Aggiornato 21/04/2020 alle 10:19 GMT+2

Un personale ricordo di Michele Scarponi, tra le lacrime dell'Italia e il dolore di una regione, le Marche, che ancora stenta a crederci. Il campione dell'Astana rappresentava in ogni singolo punto la sua terra e per questo che ad ogni pedalata dell'Aquila di Filottrano, c'era una regione intera, pronta ad esultare con lui. Una regione che oggi ha ancora il cuore spezzato.

Michele Scarponi

Credit Foto Getty Images

Caro Michele, ti vorrei scrivere e ti vorrei raccontare quello che vedo con i miei occhi, ti vorrei parlare di questo dolore che tutto il mondo del ciclismo sta attraversando e ti vorrei ringraziare di tutto quello che ci hai fatto vivere: da tifosa, appassionata, italiana e soprattutto marchigiana.
Così, se le lacrime e la tastiera mi assistono, ci provo.

· · · · · · ·

CONSEGNA DELL'ESERCIZIO
Ricopia il brano su Michele Scarponi tra "Aggiornato 21/04/2020 alle" e "il cuore spezzato.", estremi inclusi, sostituendo "cuore spezzato" con "cuore infranto".

Dati di annotazione a punti
· · · · · · ·

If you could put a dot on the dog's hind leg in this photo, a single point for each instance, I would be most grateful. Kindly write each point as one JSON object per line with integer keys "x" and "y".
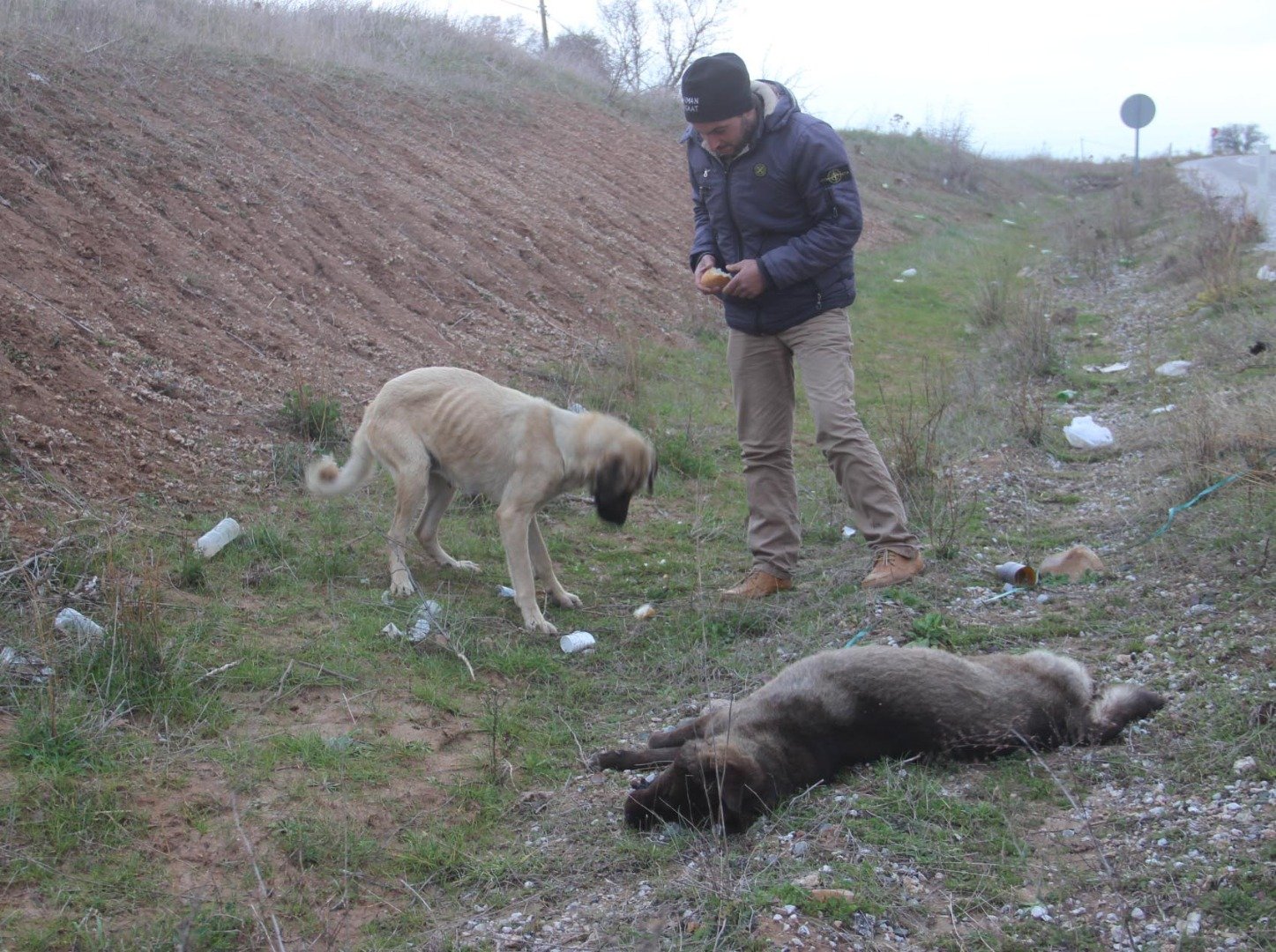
{"x": 544, "y": 567}
{"x": 514, "y": 533}
{"x": 438, "y": 498}
{"x": 411, "y": 487}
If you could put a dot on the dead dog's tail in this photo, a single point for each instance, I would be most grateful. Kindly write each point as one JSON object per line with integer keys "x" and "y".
{"x": 1116, "y": 706}
{"x": 325, "y": 479}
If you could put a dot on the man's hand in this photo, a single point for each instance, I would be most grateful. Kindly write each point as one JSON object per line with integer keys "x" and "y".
{"x": 707, "y": 262}
{"x": 748, "y": 281}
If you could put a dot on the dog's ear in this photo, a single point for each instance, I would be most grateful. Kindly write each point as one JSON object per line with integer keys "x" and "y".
{"x": 611, "y": 492}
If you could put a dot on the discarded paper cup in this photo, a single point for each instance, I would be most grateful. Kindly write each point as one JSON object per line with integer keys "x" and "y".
{"x": 577, "y": 641}
{"x": 71, "y": 621}
{"x": 1017, "y": 573}
{"x": 212, "y": 541}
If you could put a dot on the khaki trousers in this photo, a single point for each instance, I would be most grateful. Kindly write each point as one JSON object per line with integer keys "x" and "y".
{"x": 762, "y": 382}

· · · · · · ·

RISPOSTA
Aggiornato 21/04/2020 alle 10:19 GMT+2

Un personale ricordo di Michele Scarponi, tra le lacrime dell'Italia e il dolore di una regione, le Marche, che ancora stenta a crederci. Il campione dell'Astana rappresentava in ogni singolo punto la sua terra e per questo che ad ogni pedalata dell'Aquila di Filottrano, c'era una regione intera, pronta ad esultare con lui. Una regione che oggi ha ancora il cuore infranto.